[Start DOCUMENT]

Exercise 2.5- Show that we can represent pairs of nonnegative integers using only numbers and arithmetic operations if we represent the pair a and b as the integer that is the product 2^a3^b. Give the corresponding definitions of the procedures cons, car, and cdr.
So far, we’ve seen an implementation of these procedures using lambda expression. By the way, it seems that we can implement them with only numbers and some arithmetic operations according to the problem, so let’s create that version of the procedures.
First of all, We need a procedure that tells us the power of 2 and 3 from a value.
(define (find-times-of-n n x) (define (iter dev-x result) (let ((r (remainder dev-x n))) (if (= r 0) (iter (/ dev-x n) (+ result 1)) result))) (iter x 0))
What we have to do for getting the power of n( in this case, 2 or 3 would be passed ) from value x is only devide n from x until the remainder of the value / n is non-zero.
Next, we’ll create procedure cons. This is easy because we only need to create a procedure that takes two arguments ( a and b ), and returns 2^a3^b. The procedure will be as follows:
(define (pow x n) (define (iter i result) (if (= i n) result (iter (+ i 1) (* result x)))) (iter 0 1)) (define (cons x y) (* (pow 2 x) (pow 3 y)))
Finally, we’ll create procedure car and cdr. Let’s use the procedure find-times-of-n:
(define (car cons) (find-times-of-n 2 cons)) (define (cdr cons) (find-times-of-n 3 cons))
If we want to get the output, you can implement the procedure like this:
(define (print-cons cons) (newline) (display "(") (display (car cons)) (display ",") (display (cdr cons)) (display ")")) (define hoge (cons 61 22)) (print-cons hoge) ; (61, 22)

[End DOCUMENT]
[Start GIVEN RECORDS]

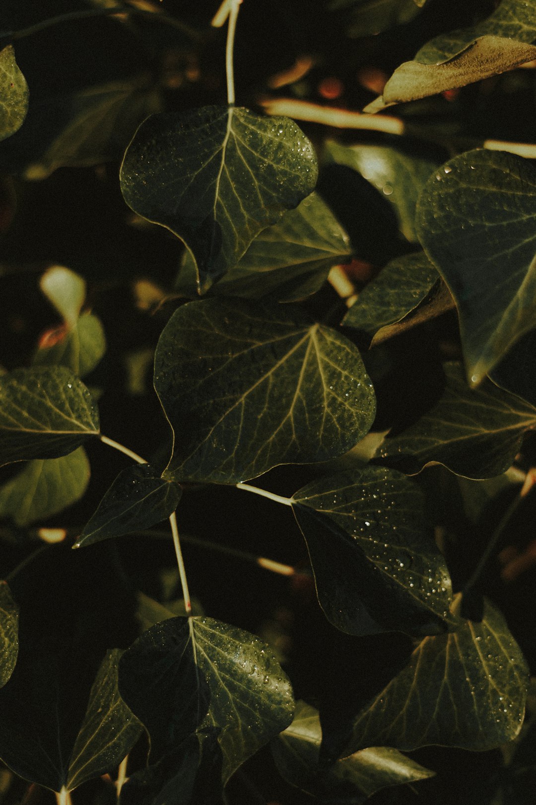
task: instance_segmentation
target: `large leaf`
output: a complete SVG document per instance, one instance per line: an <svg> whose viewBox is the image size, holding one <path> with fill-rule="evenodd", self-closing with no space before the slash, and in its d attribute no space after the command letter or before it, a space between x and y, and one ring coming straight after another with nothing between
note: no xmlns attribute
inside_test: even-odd
<svg viewBox="0 0 536 805"><path fill-rule="evenodd" d="M385 146L349 147L329 141L325 151L329 160L357 171L376 188L393 204L402 233L411 242L417 242L415 204L438 163Z"/></svg>
<svg viewBox="0 0 536 805"><path fill-rule="evenodd" d="M374 396L357 349L301 312L206 299L175 311L154 386L173 427L163 477L235 483L324 461L370 429Z"/></svg>
<svg viewBox="0 0 536 805"><path fill-rule="evenodd" d="M28 95L13 45L7 45L0 51L0 140L20 129L28 111Z"/></svg>
<svg viewBox="0 0 536 805"><path fill-rule="evenodd" d="M430 463L475 479L505 472L523 434L536 426L536 409L489 380L477 389L468 388L458 364L446 364L445 374L437 402L413 424L387 437L378 457L410 474Z"/></svg>
<svg viewBox="0 0 536 805"><path fill-rule="evenodd" d="M340 473L297 492L293 510L333 625L420 635L455 625L448 571L409 478L383 467Z"/></svg>
<svg viewBox="0 0 536 805"><path fill-rule="evenodd" d="M490 603L481 623L425 638L408 664L355 717L344 754L366 746L429 744L483 751L521 729L528 669Z"/></svg>
<svg viewBox="0 0 536 805"><path fill-rule="evenodd" d="M314 189L317 173L313 147L293 121L206 106L145 120L121 180L134 212L186 242L206 291Z"/></svg>
<svg viewBox="0 0 536 805"><path fill-rule="evenodd" d="M504 152L468 151L419 201L419 236L458 308L468 376L478 383L536 314L536 171Z"/></svg>
<svg viewBox="0 0 536 805"><path fill-rule="evenodd" d="M222 778L290 723L290 684L248 632L211 618L176 617L138 638L120 662L119 690L151 738L151 760L192 733L217 735Z"/></svg>
<svg viewBox="0 0 536 805"><path fill-rule="evenodd" d="M321 741L318 712L299 701L293 723L272 741L272 753L285 780L329 805L361 805L382 788L434 774L387 746L362 749L321 767Z"/></svg>
<svg viewBox="0 0 536 805"><path fill-rule="evenodd" d="M318 291L329 269L350 259L350 240L316 192L263 229L236 266L213 286L216 295L294 302ZM186 252L178 291L196 291L195 264Z"/></svg>
<svg viewBox="0 0 536 805"><path fill-rule="evenodd" d="M43 520L84 495L89 483L89 461L84 448L59 458L35 459L0 486L0 517L17 526Z"/></svg>
<svg viewBox="0 0 536 805"><path fill-rule="evenodd" d="M63 366L0 377L0 464L65 456L98 432L89 392Z"/></svg>
<svg viewBox="0 0 536 805"><path fill-rule="evenodd" d="M74 547L150 528L173 514L182 490L148 464L122 470L84 526Z"/></svg>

[End GIVEN RECORDS]

● **PROBLEMS TO WORK ON**
#1 Answer these from the write-up:
(a) What integer represents the pair a and b?
(b) Which number does car pass to find-times-of-n?
(c) What two arguments are given to cons when defining hoge?
#2 Echo the write-up word for word, starting at "Exercise 2.5- Show" and ending at "(iter x 0))".
#3 Translate this sentence from the write-up into Spanish: "This is easy because we only need to create a procedure that takes two arguments ( a and b ), and returns 2^a3^b."
Answer only from the write-up.

● **PROBLEM SOLUTIONS**
#1
(a) The product 2^a3^b.
(b) 2.
(c) 61 and 22.

#2
Exercise 2.5- Show that we can represent pairs of nonnegative integers using only numbers and arithmetic operations if we represent the pair a and b as the integer that is the product 2^a3^b. Give the corresponding definitions of the procedures cons, car, and cdr.
So far, we’ve seen an implementation of these procedures using lambda expression. By the way, it seems that we can implement them with only numbers and some arithmetic operations according to the problem, so let’s create that version of the procedures.
First of all, We need a procedure that tells us the power of 2 and 3 from a value.
(define (find-times-of-n n x) (define (iter dev-x result) (let ((r (remainder dev-x n))) (if (= r 0) (iter (/ dev-x n) (+ result 1)) result))) (iter x 0))

#3 Esto es fácil porque solo necesitamos crear un procedimiento que tome dos argumentos (a y b) y devuelva 2^a3^b.